● Assignment
Make an exact copy of all the records.

● Records provided

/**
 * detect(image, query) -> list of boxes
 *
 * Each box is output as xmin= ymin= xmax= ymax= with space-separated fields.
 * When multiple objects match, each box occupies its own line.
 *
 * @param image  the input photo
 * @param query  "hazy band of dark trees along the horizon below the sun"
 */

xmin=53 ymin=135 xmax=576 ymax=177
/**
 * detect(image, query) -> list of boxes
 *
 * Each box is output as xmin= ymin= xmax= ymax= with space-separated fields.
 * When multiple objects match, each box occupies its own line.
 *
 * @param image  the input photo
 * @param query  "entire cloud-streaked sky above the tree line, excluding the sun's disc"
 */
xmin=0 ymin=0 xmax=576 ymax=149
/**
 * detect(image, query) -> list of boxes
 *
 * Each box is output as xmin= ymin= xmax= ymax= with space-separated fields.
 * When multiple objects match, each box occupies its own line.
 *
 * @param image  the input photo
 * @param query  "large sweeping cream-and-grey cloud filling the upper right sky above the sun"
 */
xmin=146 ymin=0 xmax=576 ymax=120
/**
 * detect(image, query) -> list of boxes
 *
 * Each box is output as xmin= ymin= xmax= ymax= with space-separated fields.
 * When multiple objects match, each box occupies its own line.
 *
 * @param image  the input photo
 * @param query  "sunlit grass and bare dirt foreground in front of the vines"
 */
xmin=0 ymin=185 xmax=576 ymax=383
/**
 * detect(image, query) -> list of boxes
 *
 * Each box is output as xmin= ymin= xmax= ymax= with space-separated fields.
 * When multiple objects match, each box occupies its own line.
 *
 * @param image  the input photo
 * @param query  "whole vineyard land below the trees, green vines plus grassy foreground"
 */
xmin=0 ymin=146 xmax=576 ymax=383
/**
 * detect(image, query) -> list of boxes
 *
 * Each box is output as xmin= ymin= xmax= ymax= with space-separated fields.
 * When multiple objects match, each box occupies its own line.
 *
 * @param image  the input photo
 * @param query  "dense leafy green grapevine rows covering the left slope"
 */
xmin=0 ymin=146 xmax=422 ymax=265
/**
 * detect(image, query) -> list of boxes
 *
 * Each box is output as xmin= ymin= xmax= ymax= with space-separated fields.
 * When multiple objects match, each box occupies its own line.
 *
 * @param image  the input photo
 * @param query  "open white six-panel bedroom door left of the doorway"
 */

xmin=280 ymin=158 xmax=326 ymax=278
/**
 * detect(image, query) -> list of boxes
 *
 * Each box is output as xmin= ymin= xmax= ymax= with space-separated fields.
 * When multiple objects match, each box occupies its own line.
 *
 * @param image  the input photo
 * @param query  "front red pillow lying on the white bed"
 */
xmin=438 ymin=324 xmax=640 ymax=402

● Answer to this task
/**
 * detect(image, query) -> list of boxes
 *
 * Each box is output as xmin= ymin= xmax= ymax= with space-separated fields.
 * When multiple objects match, each box occupies its own line.
 *
 * @param image  the input photo
 * @param query  "hazy band of dark trees along the horizon below the sun"
 */

xmin=53 ymin=135 xmax=576 ymax=177
/**
 * detect(image, query) -> list of boxes
 *
 * Each box is output as xmin= ymin= xmax= ymax= with space-separated fields.
 * When multiple objects match, each box occupies its own line.
 *
 * @param image  the input photo
 * @param query  "entire cloud-streaked sky above the tree line, excluding the sun's disc"
 */
xmin=0 ymin=0 xmax=576 ymax=149
/**
 * detect(image, query) -> list of boxes
 *
 * Each box is output as xmin= ymin= xmax= ymax= with space-separated fields.
 * When multiple objects match, each box occupies its own line.
 *
 * @param image  the input photo
 * @param query  "large sweeping cream-and-grey cloud filling the upper right sky above the sun"
 */
xmin=146 ymin=0 xmax=576 ymax=120
/**
 * detect(image, query) -> list of boxes
 *
 * Each box is output as xmin= ymin= xmax= ymax= with space-separated fields.
 * When multiple objects match, each box occupies its own line.
 *
 * @param image  the input photo
 * @param query  "sunlit grass and bare dirt foreground in front of the vines"
 */
xmin=0 ymin=185 xmax=576 ymax=383
/**
 * detect(image, query) -> list of boxes
 *
 * Each box is output as xmin= ymin= xmax= ymax= with space-separated fields.
 * When multiple objects match, each box occupies its own line.
 *
 * @param image  the input photo
 * @param query  "whole vineyard land below the trees, green vines plus grassy foreground"
 */
xmin=0 ymin=146 xmax=576 ymax=383
/**
 * detect(image, query) -> list of boxes
 *
 * Each box is output as xmin= ymin= xmax= ymax= with space-separated fields.
 * When multiple objects match, each box occupies its own line.
 *
 * @param image  the input photo
 * @param query  "dense leafy green grapevine rows covering the left slope"
 */
xmin=0 ymin=146 xmax=422 ymax=265
/**
 * detect(image, query) -> list of boxes
 *
 * Each box is output as xmin= ymin= xmax= ymax= with space-separated fields.
 * When multiple objects match, each box occupies its own line.
 *
 * @param image  the input photo
 * @param query  "open white six-panel bedroom door left of the doorway"
 */

xmin=280 ymin=158 xmax=326 ymax=278
/**
 * detect(image, query) -> list of boxes
 *
 * Each box is output as xmin= ymin= xmax= ymax= with space-separated fields.
 * When multiple objects match, each box occupies its own line.
 *
 * @param image  the input photo
 * @param query  "front red pillow lying on the white bed"
 */
xmin=438 ymin=324 xmax=640 ymax=402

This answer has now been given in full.